Region pointing data:
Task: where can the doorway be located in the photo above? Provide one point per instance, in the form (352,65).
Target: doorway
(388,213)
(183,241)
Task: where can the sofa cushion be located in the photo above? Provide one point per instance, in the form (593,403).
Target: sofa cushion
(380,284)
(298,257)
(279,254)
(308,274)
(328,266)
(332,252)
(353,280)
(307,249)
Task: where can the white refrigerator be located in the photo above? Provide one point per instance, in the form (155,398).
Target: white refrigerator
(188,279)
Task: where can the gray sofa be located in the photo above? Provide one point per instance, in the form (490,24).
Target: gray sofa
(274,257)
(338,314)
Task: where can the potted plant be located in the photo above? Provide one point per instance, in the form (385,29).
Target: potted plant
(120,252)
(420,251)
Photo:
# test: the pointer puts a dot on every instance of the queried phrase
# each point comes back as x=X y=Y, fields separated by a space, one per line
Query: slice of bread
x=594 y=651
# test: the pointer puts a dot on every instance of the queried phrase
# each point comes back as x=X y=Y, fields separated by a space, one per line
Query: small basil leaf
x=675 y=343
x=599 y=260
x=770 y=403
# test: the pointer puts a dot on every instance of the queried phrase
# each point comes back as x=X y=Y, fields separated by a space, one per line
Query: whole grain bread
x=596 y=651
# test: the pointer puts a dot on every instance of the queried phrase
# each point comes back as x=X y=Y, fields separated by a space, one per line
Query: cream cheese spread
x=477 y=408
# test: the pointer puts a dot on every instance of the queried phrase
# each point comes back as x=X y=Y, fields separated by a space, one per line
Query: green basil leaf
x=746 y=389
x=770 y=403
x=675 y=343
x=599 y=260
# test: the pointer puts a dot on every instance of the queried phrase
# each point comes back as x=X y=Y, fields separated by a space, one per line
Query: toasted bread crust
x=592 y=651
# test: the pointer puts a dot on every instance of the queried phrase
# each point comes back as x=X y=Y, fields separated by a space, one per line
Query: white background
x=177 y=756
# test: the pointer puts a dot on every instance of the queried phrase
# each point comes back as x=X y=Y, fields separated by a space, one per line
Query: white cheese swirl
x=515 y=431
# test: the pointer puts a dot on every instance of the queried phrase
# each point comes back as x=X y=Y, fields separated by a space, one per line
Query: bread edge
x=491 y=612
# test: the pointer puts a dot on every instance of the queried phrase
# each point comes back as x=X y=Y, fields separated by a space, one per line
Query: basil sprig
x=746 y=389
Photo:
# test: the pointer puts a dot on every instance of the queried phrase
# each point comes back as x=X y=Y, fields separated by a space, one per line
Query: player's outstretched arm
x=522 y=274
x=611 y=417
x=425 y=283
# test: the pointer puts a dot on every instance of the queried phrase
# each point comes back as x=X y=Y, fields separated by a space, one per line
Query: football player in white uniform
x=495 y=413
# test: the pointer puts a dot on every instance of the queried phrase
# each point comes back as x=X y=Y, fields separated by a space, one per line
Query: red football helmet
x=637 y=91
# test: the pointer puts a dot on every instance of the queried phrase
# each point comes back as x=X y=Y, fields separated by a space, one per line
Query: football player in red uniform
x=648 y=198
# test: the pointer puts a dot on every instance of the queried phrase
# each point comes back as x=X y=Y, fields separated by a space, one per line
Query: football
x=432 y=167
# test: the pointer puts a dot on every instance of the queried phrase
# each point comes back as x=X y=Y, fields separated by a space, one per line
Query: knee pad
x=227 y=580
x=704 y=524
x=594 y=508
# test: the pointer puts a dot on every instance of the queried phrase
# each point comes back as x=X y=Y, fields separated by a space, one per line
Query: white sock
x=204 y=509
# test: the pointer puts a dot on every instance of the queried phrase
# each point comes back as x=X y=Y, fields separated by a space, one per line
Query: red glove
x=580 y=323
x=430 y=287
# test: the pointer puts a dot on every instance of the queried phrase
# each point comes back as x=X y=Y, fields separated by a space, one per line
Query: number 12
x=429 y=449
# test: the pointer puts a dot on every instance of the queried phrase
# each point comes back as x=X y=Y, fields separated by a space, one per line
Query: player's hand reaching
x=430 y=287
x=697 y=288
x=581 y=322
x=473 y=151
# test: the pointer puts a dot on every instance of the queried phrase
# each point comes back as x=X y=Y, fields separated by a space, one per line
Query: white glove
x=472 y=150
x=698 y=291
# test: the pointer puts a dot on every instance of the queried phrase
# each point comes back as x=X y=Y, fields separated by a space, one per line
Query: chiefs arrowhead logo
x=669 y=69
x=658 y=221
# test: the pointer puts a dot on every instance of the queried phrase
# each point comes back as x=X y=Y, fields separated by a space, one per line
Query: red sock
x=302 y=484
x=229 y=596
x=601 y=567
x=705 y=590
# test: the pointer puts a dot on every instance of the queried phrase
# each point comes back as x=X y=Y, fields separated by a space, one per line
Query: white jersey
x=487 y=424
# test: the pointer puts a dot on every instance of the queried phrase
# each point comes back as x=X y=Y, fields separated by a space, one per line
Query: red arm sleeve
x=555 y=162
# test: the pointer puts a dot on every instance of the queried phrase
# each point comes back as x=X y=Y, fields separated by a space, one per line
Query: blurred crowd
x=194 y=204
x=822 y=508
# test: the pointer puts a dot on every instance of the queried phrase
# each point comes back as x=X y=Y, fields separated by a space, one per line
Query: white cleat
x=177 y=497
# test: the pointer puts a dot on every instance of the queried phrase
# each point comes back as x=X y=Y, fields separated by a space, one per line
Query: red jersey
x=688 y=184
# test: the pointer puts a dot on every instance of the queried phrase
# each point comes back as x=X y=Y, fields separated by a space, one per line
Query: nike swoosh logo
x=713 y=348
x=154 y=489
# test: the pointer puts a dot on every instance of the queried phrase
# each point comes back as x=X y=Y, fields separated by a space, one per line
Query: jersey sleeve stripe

#### ACTIVITY
For each line of the data that includes the word "Task", return a copy of it.

#### SOLVED EXERCISE
Task: where can the doorway be located in the photo above? Provide one point per instance, in the form (352,65).
Task: where can the sofa cushion be located in the photo above? Provide one point per instance, in the form (593,403).
Task: where can the white refrigerator be located in the photo above? Provide one point per instance, in the form (155,398).
Task: where can the gray sofa be located in the photo above? Provide one point per instance, in the form (490,24).
Task: where can the potted plant be located in the photo above? Provide one point per instance, in the form (385,29).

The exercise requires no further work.